**EXERCISE DETAILS**
Exactly the lines from the one holding "Query: olive green dress" through the final line of the data are wanted, copied as written.

[Dataset entries]
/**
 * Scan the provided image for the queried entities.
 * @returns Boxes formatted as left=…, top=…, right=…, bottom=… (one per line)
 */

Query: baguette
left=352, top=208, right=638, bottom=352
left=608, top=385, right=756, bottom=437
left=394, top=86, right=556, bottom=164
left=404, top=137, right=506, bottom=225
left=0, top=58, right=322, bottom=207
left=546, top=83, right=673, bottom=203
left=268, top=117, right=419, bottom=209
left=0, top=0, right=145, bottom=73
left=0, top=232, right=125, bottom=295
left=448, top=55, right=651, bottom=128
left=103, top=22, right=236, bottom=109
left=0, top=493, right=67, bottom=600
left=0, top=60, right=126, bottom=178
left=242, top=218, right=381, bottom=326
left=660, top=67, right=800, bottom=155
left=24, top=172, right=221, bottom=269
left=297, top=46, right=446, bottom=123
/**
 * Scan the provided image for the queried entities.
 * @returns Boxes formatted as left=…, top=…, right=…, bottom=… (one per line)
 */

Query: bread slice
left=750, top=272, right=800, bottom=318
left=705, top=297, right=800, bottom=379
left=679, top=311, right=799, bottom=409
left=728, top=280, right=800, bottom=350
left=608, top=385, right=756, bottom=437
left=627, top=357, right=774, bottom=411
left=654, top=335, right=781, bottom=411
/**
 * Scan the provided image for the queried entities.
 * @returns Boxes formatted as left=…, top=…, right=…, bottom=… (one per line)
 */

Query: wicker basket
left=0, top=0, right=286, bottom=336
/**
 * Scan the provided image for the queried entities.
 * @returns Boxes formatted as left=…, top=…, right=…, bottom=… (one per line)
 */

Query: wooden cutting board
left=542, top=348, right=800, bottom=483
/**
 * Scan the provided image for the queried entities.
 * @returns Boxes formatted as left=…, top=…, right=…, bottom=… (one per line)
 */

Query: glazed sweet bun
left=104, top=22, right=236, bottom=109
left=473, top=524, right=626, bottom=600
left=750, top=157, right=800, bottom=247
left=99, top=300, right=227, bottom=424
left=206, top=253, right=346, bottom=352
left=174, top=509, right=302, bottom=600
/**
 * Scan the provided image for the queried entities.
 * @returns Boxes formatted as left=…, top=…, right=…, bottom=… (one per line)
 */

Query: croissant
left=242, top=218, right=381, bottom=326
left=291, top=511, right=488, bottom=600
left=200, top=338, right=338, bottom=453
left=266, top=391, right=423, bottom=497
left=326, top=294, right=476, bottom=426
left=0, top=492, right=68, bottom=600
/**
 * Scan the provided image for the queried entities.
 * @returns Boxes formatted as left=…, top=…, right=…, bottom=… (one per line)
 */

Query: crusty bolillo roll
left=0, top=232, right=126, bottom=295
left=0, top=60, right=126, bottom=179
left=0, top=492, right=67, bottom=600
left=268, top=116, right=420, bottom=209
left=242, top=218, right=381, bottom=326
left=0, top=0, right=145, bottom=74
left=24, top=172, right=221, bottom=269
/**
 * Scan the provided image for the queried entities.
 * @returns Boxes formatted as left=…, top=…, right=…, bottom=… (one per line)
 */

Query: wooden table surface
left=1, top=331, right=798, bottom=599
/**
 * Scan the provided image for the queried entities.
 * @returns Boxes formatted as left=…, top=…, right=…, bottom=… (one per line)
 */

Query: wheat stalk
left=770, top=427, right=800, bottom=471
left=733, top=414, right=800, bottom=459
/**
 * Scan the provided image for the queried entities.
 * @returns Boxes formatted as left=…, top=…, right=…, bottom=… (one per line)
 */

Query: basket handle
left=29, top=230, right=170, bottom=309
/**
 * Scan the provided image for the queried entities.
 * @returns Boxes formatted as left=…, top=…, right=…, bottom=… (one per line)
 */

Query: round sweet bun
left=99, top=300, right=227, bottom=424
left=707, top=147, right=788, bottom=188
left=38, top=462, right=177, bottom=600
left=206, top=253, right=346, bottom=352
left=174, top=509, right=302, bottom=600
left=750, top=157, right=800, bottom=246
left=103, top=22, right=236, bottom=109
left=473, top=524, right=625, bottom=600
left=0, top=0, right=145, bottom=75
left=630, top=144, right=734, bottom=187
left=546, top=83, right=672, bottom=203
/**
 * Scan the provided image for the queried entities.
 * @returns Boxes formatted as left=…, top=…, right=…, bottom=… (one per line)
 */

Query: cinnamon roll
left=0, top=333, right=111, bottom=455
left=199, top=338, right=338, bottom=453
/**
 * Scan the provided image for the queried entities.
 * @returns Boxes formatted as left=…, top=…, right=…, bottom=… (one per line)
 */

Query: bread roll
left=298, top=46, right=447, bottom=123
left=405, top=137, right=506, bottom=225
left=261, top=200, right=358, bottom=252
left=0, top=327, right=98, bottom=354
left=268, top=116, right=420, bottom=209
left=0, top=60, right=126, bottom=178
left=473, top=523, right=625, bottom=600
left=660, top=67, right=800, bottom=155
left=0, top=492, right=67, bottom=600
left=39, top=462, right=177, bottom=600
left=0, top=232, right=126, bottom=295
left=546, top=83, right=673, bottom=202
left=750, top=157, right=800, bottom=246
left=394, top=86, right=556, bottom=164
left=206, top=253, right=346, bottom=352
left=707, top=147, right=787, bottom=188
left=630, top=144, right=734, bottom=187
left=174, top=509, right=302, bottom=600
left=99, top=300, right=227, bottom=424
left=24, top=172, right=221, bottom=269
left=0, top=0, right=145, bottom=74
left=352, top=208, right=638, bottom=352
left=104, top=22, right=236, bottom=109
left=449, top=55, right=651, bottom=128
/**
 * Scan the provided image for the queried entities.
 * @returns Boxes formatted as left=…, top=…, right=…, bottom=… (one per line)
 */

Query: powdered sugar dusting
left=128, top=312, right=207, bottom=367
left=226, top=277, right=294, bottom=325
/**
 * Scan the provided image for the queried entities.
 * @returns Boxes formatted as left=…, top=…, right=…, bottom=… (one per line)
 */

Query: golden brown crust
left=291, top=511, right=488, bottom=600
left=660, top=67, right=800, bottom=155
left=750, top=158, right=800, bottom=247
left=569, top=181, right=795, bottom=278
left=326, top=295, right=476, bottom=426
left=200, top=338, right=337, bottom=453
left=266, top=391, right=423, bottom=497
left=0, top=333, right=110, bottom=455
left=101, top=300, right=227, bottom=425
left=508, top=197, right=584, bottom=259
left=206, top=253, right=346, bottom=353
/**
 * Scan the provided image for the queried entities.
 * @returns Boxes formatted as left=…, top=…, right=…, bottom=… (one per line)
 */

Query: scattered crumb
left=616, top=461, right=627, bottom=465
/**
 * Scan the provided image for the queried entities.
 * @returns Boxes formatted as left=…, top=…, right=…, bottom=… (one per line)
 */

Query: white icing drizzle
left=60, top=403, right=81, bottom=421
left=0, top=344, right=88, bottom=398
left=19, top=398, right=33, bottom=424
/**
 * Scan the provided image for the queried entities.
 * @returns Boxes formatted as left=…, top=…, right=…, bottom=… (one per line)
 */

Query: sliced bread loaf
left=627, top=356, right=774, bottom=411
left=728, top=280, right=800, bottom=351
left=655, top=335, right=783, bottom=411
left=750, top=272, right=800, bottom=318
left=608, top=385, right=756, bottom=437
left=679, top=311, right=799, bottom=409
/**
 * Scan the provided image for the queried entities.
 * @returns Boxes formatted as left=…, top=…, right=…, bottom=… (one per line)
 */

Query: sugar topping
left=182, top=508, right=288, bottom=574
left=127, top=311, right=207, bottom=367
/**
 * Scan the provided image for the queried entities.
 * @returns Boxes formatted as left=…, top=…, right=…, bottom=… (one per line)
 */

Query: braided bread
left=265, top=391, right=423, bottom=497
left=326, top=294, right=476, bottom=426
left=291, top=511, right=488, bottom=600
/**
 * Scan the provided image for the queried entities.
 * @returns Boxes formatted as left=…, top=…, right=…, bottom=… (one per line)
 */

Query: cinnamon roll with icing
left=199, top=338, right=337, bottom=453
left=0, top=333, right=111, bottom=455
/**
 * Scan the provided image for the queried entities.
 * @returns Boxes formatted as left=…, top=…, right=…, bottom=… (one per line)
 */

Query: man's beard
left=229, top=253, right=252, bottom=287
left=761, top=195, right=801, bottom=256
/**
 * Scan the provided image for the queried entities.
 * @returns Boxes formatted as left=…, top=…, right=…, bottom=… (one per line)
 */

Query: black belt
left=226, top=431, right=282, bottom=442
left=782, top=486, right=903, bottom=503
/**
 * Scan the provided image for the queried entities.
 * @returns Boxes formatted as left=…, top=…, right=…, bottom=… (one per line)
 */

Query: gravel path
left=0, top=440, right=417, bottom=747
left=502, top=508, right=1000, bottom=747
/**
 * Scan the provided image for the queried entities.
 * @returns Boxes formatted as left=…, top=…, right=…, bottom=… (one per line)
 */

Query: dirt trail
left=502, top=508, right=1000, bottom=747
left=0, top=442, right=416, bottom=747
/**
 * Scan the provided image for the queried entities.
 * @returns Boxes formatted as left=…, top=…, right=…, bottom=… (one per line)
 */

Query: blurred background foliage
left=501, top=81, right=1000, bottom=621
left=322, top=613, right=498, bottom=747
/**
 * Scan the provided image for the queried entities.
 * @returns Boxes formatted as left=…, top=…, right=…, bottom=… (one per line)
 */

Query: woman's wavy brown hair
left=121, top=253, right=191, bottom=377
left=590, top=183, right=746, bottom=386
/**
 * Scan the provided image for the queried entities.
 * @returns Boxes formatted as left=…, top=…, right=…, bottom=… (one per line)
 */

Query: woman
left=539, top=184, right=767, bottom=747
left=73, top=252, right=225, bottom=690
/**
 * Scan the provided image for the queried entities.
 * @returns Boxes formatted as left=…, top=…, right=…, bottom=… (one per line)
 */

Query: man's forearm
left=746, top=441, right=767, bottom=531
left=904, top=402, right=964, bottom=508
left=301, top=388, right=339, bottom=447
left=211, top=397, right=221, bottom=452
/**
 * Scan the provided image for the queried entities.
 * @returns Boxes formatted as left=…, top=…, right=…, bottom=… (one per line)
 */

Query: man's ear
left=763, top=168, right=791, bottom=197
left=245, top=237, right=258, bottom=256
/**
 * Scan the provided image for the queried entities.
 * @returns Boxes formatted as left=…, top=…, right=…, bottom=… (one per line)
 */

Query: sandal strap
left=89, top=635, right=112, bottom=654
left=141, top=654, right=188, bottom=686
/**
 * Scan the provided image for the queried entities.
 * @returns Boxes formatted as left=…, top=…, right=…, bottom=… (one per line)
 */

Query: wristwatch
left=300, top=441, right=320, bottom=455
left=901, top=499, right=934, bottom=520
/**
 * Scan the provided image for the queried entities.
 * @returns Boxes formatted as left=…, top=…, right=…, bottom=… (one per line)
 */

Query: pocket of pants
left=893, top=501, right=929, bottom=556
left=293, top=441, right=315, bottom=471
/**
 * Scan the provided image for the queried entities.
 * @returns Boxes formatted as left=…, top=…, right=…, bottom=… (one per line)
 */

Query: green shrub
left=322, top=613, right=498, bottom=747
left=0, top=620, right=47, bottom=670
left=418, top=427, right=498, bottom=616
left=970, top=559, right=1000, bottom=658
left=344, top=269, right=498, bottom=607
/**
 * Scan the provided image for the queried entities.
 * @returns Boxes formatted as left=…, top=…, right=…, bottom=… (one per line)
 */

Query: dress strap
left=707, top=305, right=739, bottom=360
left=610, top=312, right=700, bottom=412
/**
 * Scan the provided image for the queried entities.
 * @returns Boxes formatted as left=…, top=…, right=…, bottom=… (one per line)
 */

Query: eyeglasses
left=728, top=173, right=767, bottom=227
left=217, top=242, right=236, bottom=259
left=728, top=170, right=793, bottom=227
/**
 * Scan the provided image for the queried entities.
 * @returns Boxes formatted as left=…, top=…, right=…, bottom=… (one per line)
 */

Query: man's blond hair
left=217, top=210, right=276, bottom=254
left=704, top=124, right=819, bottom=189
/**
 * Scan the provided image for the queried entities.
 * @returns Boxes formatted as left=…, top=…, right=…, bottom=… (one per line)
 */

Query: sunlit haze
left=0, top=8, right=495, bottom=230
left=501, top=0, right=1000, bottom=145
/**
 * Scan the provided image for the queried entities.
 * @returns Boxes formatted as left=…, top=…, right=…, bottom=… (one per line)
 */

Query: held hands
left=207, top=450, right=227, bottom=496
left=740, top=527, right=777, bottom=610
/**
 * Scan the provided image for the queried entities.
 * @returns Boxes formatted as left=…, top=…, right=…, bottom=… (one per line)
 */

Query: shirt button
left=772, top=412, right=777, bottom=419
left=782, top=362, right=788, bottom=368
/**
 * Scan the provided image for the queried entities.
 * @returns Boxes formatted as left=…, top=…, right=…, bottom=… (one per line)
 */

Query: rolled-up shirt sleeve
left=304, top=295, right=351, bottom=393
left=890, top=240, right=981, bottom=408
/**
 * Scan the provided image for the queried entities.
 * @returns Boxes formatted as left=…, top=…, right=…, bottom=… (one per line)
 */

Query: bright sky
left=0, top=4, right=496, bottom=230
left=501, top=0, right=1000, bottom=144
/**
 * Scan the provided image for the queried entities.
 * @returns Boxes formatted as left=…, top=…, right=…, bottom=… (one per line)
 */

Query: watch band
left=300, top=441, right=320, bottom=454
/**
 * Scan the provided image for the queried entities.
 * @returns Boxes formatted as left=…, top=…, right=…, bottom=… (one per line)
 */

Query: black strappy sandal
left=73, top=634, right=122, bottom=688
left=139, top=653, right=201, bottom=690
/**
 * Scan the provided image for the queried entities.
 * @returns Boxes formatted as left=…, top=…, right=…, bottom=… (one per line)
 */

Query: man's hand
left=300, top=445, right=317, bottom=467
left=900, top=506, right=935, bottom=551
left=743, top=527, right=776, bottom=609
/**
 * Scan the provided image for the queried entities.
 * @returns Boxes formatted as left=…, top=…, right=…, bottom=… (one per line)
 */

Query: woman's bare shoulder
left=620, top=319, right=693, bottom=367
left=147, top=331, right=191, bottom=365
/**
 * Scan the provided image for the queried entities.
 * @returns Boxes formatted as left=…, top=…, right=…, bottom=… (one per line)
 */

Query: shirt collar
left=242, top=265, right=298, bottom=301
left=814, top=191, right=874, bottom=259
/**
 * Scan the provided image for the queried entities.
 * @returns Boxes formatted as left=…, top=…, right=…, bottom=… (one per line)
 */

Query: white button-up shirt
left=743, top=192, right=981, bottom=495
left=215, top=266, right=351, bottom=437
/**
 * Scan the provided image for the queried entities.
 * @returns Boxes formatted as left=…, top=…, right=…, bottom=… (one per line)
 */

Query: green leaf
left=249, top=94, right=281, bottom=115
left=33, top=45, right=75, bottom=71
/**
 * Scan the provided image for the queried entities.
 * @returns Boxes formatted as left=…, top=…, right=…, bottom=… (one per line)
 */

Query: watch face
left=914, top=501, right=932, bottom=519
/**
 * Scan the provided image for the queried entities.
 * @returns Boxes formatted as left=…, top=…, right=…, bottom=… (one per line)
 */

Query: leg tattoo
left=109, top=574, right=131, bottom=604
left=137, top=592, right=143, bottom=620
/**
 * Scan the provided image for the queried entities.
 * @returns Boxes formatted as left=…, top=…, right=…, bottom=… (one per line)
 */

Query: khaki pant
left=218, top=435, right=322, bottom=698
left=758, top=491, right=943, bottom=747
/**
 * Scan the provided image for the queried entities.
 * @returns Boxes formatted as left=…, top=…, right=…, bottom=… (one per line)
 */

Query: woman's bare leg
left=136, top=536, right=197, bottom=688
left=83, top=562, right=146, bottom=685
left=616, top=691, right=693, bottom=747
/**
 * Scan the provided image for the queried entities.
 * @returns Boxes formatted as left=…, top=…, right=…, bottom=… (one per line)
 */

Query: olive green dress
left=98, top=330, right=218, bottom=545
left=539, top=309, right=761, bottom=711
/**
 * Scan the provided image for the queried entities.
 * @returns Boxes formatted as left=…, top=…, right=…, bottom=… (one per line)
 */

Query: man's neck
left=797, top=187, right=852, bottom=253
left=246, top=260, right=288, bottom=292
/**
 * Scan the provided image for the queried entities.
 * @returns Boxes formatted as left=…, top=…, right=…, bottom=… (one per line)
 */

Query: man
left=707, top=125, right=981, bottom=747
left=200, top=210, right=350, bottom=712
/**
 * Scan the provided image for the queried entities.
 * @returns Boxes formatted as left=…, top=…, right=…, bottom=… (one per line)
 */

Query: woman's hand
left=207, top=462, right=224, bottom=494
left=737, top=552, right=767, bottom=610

**YOUR RESPONSE**
Query: olive green dress
left=98, top=330, right=218, bottom=545
left=539, top=309, right=761, bottom=711
/**
 * Scan the provided image for the queried entities.
 * @returns Boxes formatted as left=…, top=…, right=…, bottom=… (one per line)
 */

Query: man's neck
left=797, top=187, right=852, bottom=253
left=246, top=260, right=288, bottom=292
/**
 * Scan the provided image for the queried entities.
 * @returns Boxes formatted as left=…, top=…, right=…, bottom=… (one per line)
 */

Query: man
left=707, top=125, right=981, bottom=747
left=200, top=210, right=350, bottom=712
/**
 * Scan the provided image for the queried entities.
 * @returns Boxes formatted as left=…, top=…, right=…, bottom=… (one per line)
 */

Query: woman's hand
left=207, top=462, right=224, bottom=494
left=737, top=552, right=767, bottom=610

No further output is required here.